== Instructions for the task ==
Report how many lines in the data below contain the string "Category", counting only matches with the same capitalization. Give the number alone.

== Exercise data ==

↓

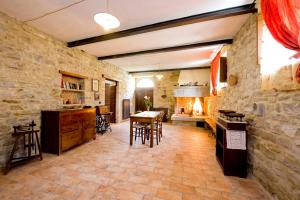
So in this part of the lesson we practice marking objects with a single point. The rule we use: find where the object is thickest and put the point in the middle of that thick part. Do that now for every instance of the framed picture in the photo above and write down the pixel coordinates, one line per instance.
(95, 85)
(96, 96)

↑
↓

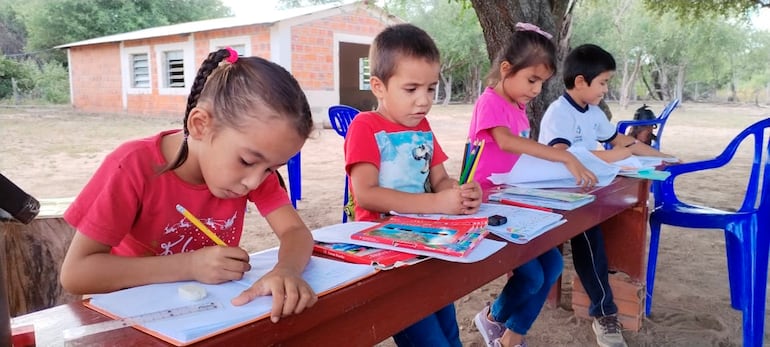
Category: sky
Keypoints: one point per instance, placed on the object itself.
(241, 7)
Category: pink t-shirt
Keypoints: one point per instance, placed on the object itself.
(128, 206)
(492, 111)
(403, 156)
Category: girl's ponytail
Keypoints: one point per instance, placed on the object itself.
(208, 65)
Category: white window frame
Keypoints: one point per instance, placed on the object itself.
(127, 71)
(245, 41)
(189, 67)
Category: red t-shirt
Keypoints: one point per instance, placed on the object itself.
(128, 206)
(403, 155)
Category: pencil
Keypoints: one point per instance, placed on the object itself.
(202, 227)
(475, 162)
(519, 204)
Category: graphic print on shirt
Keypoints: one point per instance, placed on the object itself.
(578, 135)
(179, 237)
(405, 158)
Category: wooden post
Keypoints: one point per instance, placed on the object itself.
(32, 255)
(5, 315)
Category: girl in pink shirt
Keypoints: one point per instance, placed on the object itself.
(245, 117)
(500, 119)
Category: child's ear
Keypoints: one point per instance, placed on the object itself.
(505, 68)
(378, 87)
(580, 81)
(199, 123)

↑
↓

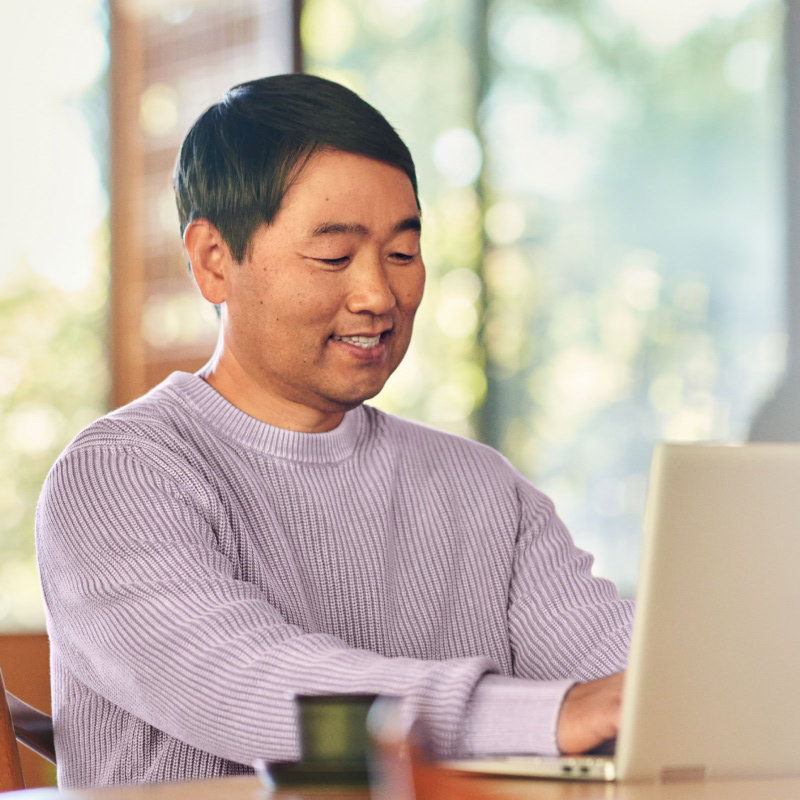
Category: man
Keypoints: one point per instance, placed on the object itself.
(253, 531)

↑

== Solution ==
11